## The task
Could you repeat, word for word, every line from the one containing "the plated meal." through the final line of the records below, and nothing else?

Location labeling records
·····

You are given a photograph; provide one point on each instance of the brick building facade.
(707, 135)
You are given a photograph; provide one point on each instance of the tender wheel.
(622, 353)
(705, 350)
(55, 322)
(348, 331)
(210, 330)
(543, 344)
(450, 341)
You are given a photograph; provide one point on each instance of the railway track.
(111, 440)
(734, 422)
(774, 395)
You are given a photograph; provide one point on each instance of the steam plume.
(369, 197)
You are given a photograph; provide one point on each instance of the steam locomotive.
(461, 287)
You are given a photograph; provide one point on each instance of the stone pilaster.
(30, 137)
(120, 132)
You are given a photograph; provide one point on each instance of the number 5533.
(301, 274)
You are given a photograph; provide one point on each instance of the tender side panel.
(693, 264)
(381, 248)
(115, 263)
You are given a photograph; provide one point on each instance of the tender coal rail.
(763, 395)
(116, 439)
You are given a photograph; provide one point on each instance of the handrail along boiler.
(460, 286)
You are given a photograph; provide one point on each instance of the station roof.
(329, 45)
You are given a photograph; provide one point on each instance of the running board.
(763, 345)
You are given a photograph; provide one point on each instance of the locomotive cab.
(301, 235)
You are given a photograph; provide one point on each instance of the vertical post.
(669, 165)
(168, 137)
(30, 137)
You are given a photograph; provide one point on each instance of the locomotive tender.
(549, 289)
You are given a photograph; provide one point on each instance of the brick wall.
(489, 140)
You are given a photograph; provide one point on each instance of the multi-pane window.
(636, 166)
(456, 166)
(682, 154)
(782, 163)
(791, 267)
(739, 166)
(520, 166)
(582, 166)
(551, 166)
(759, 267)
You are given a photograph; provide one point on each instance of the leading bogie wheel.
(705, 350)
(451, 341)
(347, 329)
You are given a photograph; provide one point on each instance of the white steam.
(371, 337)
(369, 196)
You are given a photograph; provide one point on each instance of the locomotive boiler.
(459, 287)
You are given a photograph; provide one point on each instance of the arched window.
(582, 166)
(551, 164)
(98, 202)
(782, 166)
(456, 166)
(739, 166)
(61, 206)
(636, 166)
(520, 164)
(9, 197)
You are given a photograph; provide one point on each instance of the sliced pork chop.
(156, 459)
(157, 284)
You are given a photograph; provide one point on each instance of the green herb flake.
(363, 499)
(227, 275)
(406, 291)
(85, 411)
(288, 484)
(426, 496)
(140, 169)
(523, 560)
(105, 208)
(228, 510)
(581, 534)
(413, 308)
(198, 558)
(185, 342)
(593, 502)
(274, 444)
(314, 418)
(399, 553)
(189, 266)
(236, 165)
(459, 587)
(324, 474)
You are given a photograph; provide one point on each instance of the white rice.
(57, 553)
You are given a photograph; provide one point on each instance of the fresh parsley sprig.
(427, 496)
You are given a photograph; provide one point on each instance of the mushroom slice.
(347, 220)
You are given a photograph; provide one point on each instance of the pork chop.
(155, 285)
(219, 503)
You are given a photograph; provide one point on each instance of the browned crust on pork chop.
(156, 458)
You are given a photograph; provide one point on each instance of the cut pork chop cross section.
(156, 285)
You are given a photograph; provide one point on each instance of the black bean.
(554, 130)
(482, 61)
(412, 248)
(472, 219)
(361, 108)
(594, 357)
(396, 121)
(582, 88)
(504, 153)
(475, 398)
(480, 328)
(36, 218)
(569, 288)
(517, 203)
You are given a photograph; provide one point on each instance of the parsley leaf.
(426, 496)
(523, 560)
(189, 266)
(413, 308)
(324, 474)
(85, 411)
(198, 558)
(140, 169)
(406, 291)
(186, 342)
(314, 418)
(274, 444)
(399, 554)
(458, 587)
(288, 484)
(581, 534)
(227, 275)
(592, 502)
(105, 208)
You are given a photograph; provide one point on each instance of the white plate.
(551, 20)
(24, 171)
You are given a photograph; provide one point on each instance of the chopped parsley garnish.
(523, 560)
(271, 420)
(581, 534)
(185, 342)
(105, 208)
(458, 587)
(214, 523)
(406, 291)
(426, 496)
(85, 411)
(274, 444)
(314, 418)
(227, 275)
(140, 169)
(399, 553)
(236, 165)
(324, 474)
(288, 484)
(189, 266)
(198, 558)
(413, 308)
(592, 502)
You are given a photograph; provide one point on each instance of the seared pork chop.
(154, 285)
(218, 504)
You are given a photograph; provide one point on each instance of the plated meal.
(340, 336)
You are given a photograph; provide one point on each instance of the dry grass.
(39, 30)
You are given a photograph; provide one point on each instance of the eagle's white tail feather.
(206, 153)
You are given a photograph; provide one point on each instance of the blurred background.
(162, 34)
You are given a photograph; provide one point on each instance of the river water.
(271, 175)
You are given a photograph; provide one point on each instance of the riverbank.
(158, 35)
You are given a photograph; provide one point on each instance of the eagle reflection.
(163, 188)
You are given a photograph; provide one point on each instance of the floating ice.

·····

## Final result
You are given a photograph; provide one point on each instance of the plated meal.
(340, 336)
You are given a photograph; provide one point on each instance of the dry grass.
(39, 30)
You are given a photograph; provide one point on each instance of the eagle's white tail feather.
(206, 153)
You are given a photograph; provide one point on each instance of the blurred background.
(162, 34)
You are given a photograph; provide one point on each instance of the river water.
(271, 175)
You are given a photograph; provide one point on each instance of the riverbank.
(158, 35)
You are given a photograph; provide one point on each instance of the eagle reflection.
(163, 188)
You are given a photograph; provide one point on each instance of the floating ice.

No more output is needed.